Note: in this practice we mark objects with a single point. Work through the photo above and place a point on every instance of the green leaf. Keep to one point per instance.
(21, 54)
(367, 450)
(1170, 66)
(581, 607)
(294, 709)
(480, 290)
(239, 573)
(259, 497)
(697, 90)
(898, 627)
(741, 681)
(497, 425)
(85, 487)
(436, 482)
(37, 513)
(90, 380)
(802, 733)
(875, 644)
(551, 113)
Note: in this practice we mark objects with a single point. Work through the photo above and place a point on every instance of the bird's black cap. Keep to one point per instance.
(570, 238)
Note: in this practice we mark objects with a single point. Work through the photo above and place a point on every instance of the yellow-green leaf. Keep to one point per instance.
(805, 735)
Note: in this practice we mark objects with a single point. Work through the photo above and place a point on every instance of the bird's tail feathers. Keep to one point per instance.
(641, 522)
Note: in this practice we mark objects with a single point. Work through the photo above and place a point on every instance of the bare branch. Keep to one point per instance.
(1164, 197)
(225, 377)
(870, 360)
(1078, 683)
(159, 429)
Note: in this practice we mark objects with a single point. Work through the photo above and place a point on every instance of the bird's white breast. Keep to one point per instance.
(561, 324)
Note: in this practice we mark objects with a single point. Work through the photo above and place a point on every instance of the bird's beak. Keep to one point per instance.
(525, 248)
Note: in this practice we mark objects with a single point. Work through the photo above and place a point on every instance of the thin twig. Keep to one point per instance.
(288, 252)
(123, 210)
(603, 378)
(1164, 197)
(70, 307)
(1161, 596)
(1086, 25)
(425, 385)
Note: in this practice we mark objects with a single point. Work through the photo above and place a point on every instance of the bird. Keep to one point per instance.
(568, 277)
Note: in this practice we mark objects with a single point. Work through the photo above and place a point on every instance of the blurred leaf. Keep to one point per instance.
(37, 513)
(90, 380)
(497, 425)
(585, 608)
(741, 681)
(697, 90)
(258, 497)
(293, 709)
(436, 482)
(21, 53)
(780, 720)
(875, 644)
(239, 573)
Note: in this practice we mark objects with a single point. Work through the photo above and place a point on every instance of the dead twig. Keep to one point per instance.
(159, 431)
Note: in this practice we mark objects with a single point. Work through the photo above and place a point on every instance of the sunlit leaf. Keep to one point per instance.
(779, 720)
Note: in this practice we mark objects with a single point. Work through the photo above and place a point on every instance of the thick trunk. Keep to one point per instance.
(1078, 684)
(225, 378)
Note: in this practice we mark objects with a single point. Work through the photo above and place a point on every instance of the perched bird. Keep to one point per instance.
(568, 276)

* **Requirements**: Rewrite every line of the records from the line containing "perched bird. Keep to one point per instance." through the end of the records, raising each point coordinate by 145 and leaving all other text unchanged.

* **Solution to this task**:
Note: in this practice we mark objects with a single point. Work through the photo above and place a point on every instance of the perched bird. Keep to one point per instance.
(713, 421)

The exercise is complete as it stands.